» PASSAGE TO READ:
Archives for category: Failure

Marc Tucker has more faith in standardized tests than I do, and more faith in the value of  international comparisons based on standardized tests. But despite our disagreements, he has been a thoughtful commentator on the failure of market reforms.

 

This article explains why “market reforms” don’t work. 

 

This is a listing of the top ten nations known for outstanding scores.

 

While we are on the subject of “free markets” and schooling, it is important to be aware of the dismal results in Sweden after it introduced policies like those advocated by the Trump administration.

 

Here is one description. Swedish education was once the pride of the nation.

 

Sweden, once regarded as a byword for high-quality education – free preschool, formal school at seven, no fee-paying private schools, no selection – has seen its scores in Programme for International Student Assessment (Pisa) assessments plummet in recent years.

» STUDY MATERIAL:
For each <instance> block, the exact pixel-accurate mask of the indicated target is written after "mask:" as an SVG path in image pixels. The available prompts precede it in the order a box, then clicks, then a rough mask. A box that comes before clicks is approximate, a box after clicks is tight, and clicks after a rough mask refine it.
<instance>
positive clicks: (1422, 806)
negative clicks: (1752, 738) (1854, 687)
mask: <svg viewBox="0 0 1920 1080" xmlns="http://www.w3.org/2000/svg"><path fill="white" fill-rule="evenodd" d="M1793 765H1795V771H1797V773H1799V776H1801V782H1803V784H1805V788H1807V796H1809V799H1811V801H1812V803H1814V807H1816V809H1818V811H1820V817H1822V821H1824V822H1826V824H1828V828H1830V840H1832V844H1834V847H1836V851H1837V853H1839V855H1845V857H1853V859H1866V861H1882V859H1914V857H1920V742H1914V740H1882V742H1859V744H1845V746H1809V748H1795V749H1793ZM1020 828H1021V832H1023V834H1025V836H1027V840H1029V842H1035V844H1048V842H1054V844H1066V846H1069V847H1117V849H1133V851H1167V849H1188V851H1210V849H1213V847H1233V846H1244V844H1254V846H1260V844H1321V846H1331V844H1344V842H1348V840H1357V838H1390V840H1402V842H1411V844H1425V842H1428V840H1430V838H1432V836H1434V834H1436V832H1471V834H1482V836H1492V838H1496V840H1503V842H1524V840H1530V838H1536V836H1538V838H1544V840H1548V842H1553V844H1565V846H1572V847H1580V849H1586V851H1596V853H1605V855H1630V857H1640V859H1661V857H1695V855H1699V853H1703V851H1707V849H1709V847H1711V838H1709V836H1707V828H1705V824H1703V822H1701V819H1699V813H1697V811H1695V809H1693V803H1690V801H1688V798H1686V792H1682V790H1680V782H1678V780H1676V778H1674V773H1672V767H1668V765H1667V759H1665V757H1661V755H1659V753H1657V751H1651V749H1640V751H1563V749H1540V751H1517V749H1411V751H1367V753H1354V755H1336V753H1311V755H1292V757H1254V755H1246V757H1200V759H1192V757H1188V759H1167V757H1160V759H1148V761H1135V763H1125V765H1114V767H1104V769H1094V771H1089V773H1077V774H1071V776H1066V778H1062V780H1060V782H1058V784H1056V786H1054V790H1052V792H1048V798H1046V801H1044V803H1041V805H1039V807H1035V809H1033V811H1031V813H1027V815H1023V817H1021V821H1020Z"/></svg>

» INSTRUCTIONS FOR THE TASK:
Recast the paragraph in the market-reforms post that begins "Sweden, once regarded" as a short bulleted list that keeps its main facts.

» EXPECTED OUTPUT:
- Sweden was once regarded as a byword for high-quality education.
- Its features: free preschool, formal school at seven, no fee-paying private schools, no selection.
- Its scores in Programme for International Student Assessment (Pisa) assessments have plummeted in recent years.